#### [Exercise passage]
·····

# Titanic Survival Prediction

#### Imports

In [197]:
import pandas as pd
import numpy as np
from sklearn.ensemble import GradientBoostingClassifier

#### Load train file

In [231]:
df_train = pd.read_csv("data/train.csv")

In [232]:
df_train.head()

Unnamed: 0,PassengerId,Survived,Pclass,Name,Sex,Age,SibSp,Parch,Ticket,Fare,Cabin,Embarked
0,1,0,3,"Braund, Mr. Owen Harris",male,22.0,1,0,A/5 21171,7.25,,S
1,2,1,1,"Cumings, Mrs. John Bradley (Florence Briggs Th...",female,38.0,1,0,PC 17599,71.2833,C85,C
2,3,1,3,"Heikkinen, Miss. Laina",female,26.0,0,0,STON/O2. 3101282,7.925,,S
3,4,1,1,"Futrelle, Mrs. Jacques Heath (Lily May Peel)",female,35.0,1,0,113803,53.1,C123,S
4,5,0,3,"Allen, Mr. William Henry",male,35.0,0,0,373450,8.05,,S


### Features

In [233]:
def features(df):
    df = df.drop(['PassengerId','Name','Ticket','Cabin','Embarked'],axis=1)
    df["Sex"] = df["Sex"].apply(lambda x: 1.0 if x=='female' else 0.0)
    df = df.fillna(-1.0)
    return df

from sklearn.model_selection import train_test_split
def get_train_test_data(df):
    feat = features(df)

·····

#### [Extracted data entries]

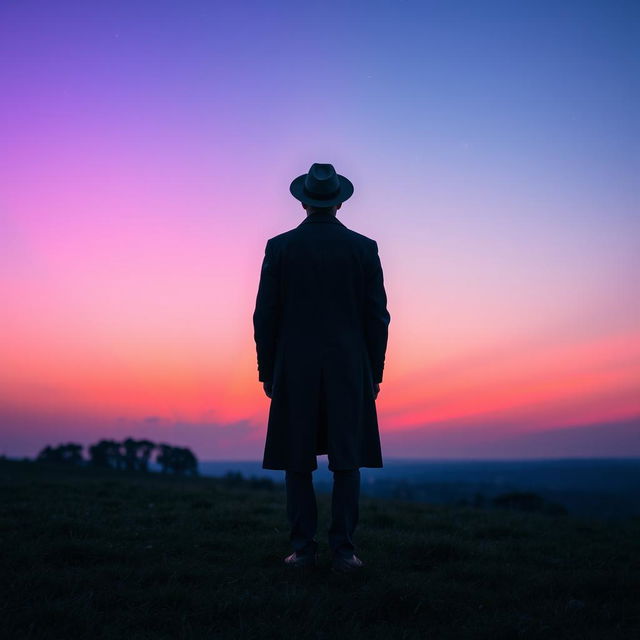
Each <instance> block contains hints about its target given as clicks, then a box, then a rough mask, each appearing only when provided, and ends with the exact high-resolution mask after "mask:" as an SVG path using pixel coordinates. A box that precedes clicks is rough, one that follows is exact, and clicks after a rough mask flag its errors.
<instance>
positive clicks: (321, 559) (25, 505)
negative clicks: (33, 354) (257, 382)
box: [0, 459, 640, 640]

·····

Answer these questions about the Titanic survival prediction notebook:
(a) Which classifier does it import from sklearn.ensemble?
(b) What file path is passed to pd.read_csv to load df_train?
(c) In the features function, what value does fillna use for missing values?

#### [Result of the exercise]
(a) GradientBoostingClassifier
(b) "data/train.csv"
(c) -1.0